══ Page extract ══
Find the concept that best suits you

Before you can begin any serious business planning, you must first decide what specific segment of the food-service industry you want to enter. Your own personality and tastes will dictate whether you choose to open a commercial bakery, a coffee cart, a fine-dining restaurant or another type of operation. Then, once you’ve decided what business suits you, it’s essential to figure out the niche you’ll occupy in the marketplace.

Related: The Top Full-Service Restaurant Franchises in 2024

For example, are you an early riser, or do you prefer to stay up late and sleep late? If you like — or at least don’t mind — getting up before dawn, your niche may be a bakery or a casual breakfast-and-lunch operation. Night owls are going to be drawn to the hours required for bar-and-grill type restaurants, fine-dining establishments and even pizzerias.

Do you like dealing with the public, or are you happier in the kitchen? If you’re a people person, choose a food-service business that gives you plenty of opportunity to connect with your customers. If you’re not especially gregarious, you’ll probably lean more toward a commercial type of business, perhaps a bakery or even a catering service, where you can deal more with operational issues than with people.

Some other types of questions to ask yourself include: Do you have a passion for a particular type of cuisine? Do you enjoy a predictable routine, or do you prefer something different every day? Are you willing to deal with the additional responsibilities and liabilities that come with serving alcoholic beverages?

As you do this self-analysis, think about your ideal day. If you could be doing exactly what you wanted to do, what would it be? Once you’ve decided on the best niche for you as an individual, it’s time to determine if you can develop a niche in the market for your food-service business.

Steps to opening your own restaurant

There’s no perfect recipe for opening a successful restaurant, but there are proven actions that will get your business off the ground and help you start feeding customers. Follow these steps when opening a restaurant:

1. Write a business plan

Armed with practical experience, you’re ready to put together your business plan — the most critical element of your restaurant. Map out everything on paper before you buy the first spoon or crack the first egg.

When you’re writing a business plan you should include:

  • A clear definition of your concept
  • A description of your market
  • Your menu and pricing
  • Detailed financial information, including data on your startup capital (amount and sources) and your long-term income and expense forecasts (including operating costs such as kitchen equipment and food costs)
  • A marketing plan including target customers
  • Employee hiring
  • Training and retention programs
  • Detailed plans that outline how you’ll deal with the challenges restaurateurs face every day (including health department compliance, customer experience and expansion)
  • An exit strategy

A well-crafted business plan is the cornerstone of any successful restaurant. It’s best to have it professionally written, but if you’re short on cash, you can also draft a document yourself. Just be sure that your plan is comprehensive and as accurate as possible. Include realistic projections, research data (such as current industry trends) and thorough analyses of the competition. Because restaurant margins are so thin, it’s also smart to detail every single cost you might encounter — down to the price of napkins, ice, internet, glassware and cooking oil. No matter what you decide, your business plan should be a living document that you update and refine as your restaurant evolves.

2. Fund your business

How much money you need to start depends on the type of business, the facility, how much equipment you need, whether you buy new or used, your inventory, marketing and necessary operating capital (the amount of cash to carry you until your business starts generating profits). It’s easy to spend hundreds of thousands of dollars starting a restaurant, but it’s not essential. For instance, when Borealis Breads owner Jim Amaral started his first bakery in Maine, he rented a space that had been a commercial bakery and came complete with mixers, benches, ovens and other equipment. He was able to start with just $10,000 he’d borrowed from family and friends, and used that primarily for inventory.
═══
══ Data ══
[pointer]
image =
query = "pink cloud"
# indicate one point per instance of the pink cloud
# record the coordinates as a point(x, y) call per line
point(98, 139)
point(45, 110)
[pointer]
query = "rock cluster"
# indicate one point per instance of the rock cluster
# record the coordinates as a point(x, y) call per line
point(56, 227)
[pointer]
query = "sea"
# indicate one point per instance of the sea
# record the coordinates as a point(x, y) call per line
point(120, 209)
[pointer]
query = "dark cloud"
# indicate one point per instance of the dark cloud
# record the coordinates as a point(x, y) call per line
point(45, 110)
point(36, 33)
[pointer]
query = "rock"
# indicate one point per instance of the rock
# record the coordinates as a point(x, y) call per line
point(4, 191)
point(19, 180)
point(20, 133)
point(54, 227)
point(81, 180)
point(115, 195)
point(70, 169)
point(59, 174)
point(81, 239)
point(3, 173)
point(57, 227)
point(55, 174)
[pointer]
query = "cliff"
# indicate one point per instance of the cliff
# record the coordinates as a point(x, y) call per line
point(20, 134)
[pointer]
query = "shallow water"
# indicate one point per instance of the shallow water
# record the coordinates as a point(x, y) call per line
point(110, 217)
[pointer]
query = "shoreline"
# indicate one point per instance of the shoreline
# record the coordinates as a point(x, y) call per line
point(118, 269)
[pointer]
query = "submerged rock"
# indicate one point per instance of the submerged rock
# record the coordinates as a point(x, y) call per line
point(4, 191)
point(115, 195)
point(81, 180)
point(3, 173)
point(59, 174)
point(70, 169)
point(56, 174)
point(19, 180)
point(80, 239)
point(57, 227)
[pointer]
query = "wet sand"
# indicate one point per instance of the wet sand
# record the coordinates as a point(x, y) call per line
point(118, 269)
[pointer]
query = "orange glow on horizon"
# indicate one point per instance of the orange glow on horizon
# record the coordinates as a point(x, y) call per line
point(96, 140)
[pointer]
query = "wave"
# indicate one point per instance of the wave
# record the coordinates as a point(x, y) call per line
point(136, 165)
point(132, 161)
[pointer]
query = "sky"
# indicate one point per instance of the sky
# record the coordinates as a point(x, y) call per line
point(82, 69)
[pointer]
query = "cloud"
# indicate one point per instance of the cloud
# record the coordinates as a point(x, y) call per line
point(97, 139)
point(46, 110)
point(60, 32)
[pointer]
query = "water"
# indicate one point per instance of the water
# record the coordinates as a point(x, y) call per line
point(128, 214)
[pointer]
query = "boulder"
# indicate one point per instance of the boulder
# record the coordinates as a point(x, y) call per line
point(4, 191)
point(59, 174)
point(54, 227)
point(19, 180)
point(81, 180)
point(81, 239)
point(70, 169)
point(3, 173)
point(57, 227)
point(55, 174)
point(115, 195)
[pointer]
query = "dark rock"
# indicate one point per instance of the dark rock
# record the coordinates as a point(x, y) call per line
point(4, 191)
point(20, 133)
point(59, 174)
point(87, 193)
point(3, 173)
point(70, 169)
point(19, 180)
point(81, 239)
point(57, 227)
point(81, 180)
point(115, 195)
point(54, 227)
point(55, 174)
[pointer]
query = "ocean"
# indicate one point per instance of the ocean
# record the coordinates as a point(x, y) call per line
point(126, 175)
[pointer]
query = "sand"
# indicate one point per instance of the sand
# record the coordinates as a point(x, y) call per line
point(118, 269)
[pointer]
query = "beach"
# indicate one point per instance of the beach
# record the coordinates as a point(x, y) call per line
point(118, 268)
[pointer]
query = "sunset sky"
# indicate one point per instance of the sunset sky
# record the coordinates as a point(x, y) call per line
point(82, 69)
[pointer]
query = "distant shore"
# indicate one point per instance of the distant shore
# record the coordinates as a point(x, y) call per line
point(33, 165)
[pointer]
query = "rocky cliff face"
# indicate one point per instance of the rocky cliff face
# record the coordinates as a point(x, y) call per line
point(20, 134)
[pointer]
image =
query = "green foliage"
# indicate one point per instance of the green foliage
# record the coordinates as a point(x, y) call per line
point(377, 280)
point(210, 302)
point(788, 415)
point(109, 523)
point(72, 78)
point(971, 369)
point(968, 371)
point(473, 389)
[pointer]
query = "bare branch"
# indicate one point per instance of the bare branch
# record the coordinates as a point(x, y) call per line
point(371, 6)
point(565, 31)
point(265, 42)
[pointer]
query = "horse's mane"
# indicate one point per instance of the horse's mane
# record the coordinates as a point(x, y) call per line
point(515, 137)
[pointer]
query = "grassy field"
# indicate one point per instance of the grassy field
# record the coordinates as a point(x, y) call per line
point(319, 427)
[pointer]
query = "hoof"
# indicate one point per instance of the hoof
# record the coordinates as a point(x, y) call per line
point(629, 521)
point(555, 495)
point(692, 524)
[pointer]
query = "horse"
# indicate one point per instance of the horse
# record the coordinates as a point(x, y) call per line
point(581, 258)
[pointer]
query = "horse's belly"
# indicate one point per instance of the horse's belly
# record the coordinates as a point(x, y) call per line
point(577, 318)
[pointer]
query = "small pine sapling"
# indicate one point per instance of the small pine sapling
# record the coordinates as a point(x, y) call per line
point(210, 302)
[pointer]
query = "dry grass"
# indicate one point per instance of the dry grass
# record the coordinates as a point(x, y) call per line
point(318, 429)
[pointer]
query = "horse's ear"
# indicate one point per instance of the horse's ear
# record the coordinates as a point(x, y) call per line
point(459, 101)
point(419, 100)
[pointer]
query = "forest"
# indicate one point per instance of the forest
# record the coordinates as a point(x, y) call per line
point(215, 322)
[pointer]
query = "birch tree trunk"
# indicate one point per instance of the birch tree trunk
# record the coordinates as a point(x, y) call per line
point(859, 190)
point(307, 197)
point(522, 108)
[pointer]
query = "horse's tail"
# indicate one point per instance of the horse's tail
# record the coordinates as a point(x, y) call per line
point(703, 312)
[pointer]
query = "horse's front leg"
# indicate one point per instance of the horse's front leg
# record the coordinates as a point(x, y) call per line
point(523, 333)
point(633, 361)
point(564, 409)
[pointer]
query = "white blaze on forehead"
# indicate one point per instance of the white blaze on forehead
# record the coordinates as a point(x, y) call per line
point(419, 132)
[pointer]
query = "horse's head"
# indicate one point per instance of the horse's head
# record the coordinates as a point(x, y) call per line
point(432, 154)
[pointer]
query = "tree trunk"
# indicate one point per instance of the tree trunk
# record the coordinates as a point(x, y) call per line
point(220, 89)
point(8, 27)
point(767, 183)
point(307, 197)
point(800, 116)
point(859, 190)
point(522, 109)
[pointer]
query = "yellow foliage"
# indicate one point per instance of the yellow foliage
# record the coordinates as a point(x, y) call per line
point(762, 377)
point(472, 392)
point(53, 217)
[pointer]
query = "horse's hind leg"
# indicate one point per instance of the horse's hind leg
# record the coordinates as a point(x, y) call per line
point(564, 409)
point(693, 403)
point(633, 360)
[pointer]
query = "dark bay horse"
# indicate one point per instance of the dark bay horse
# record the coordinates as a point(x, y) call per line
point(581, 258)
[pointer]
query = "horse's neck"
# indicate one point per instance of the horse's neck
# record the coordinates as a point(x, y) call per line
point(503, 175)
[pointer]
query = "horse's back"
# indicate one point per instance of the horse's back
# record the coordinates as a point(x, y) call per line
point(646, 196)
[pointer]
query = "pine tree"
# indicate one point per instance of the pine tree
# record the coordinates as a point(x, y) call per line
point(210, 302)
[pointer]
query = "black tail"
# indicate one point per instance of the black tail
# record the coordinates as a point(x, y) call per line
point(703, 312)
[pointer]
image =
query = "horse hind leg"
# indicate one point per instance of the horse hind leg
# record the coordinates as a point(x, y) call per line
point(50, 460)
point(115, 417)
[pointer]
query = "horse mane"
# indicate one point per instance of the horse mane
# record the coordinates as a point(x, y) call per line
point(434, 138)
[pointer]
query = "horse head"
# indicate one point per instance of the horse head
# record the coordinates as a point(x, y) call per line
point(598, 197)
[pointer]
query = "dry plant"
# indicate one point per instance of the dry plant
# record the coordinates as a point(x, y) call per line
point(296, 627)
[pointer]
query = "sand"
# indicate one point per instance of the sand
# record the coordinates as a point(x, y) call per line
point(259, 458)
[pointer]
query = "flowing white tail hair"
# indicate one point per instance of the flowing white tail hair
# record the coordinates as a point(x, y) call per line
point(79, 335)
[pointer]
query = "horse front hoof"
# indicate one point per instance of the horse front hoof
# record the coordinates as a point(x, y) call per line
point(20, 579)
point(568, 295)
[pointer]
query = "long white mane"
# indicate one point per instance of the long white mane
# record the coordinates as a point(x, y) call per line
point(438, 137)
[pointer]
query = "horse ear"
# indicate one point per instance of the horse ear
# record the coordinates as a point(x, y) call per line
═══
> **Direction 1**
In the restaurant guide, how much money did Jim Amaral start his first bakery with?
> **Direction 2**
Retype everything in the restaurant guide from "For example, are" down to "than with people.".
> **Direction 3**
Extend the restaurant guide, picking up after its final sentence.

> **Output 1**
$10,000, borrowed from family and friends.

> **Output 2**
For example, are you an early riser, or do you prefer to stay up late and sleep late? If you like — or at least don’t mind — getting up before dawn, your niche may be a bakery or a casual breakfast-and-lunch operation. Night owls are going to be drawn to the hours required for bar-and-grill type restaurants, fine-dining establishments and even pizzerias.

Do you like dealing with the public, or are you happier in the kitchen? If you’re a people person, choose a food-service business that gives you plenty of opportunity to connect with your customers. If you’re not especially gregarious, you’ll probably lean more toward a commercial type of business, perhaps a bakery or even a catering service, where you can deal more with operational issues than with people.

> **Output 3**
Regardless of how much you need, you will definitely need some cash to start your food-service business. Here are some suggestions of where to go to raise your startup funds:

  • Your own resources
    Do a thorough inventory of your assets. People generally have more assets than they realize, including savings accounts, retirement accounts, equity in real estate, recreation equipment, vehicles, collections and other investments. You may opt to sell assets for cash or use them as collateral for a loan.
  • Family and friends
    The logical next step after gathering your own resources is to approach friends and relatives who believe in you and want to help you succeed. Be cautious with these arrangements; no matter how close you are with the person, present yourself professionally, put everything in writing, and be sure the individuals you approach can afford to take the risk of investing in your business.
  • Partners
    Using the “strength in numbers” principle, look around for someone who may want to team up with you in your venture. You may choose someone who has financial resources and wants to work side by side with you in the business. Or you may find someone who has money to invest but no interest in doing the actual work. Be sure to create a written partnership agreement that clearly defines your respective responsibilities and obligations. And choose your partners carefully — especially when it comes to family members.
  • Government programs
    Take advantage of the abundance of local, state and federal programs designed to support small businesses. Make the Small Business Administration (SBA) your first stop, but be sure to research other programs, too. Underrepresented groups and veterans should check out special financing programs designed to help them get into business. The business section of your local library is a good place to begin your research.
  • Banks and other lending institutions
    Despite the general mood of tight credit, many banks are still willing to make small-business loans. They may even be more open now as they seek to increase their loan portfolios.
  • Be prepared with a business plan and financial projections
    These help prove your concept and show lenders you are serious about your business. Also, compare rates from multiple lenders, and don’t forget to factor in closing costs and other fees.
  • Venture capitalists and angels
    If you have a capital-intensive concept with proven profitability potential, venture capitalists or angel investors may be willing to provide the funding you need for a stake in your business.

As you can see, there are many ways to get the capital you need to get your restaurant off the ground — you just need to be organized, prepared and willing to do your research.

3. Choose a location

Depending on where you start your food-service business and the particular type of business you choose, you can spend anywhere from $2,000 to $12,000 on monthly rent. That doesn’t include outfitting a kitchen or renovating the space, which can cost tens of thousands of dollars.

Related: The Best States to Start a Business.

Not every food-service operation needs to be in a retail location, but many do. For those relying on retail traffic, here are some factors to consider when deciding on a restaurant location:

  • Anticipated sales volume
    How will the location contribute to your sales volume?
  • Accessibility to potential customers
    Consider how easy it will be for customers to get into your business. If you are relying on strong pedestrian traffic, consider whether or not nearby businesses will generate foot traffic for you.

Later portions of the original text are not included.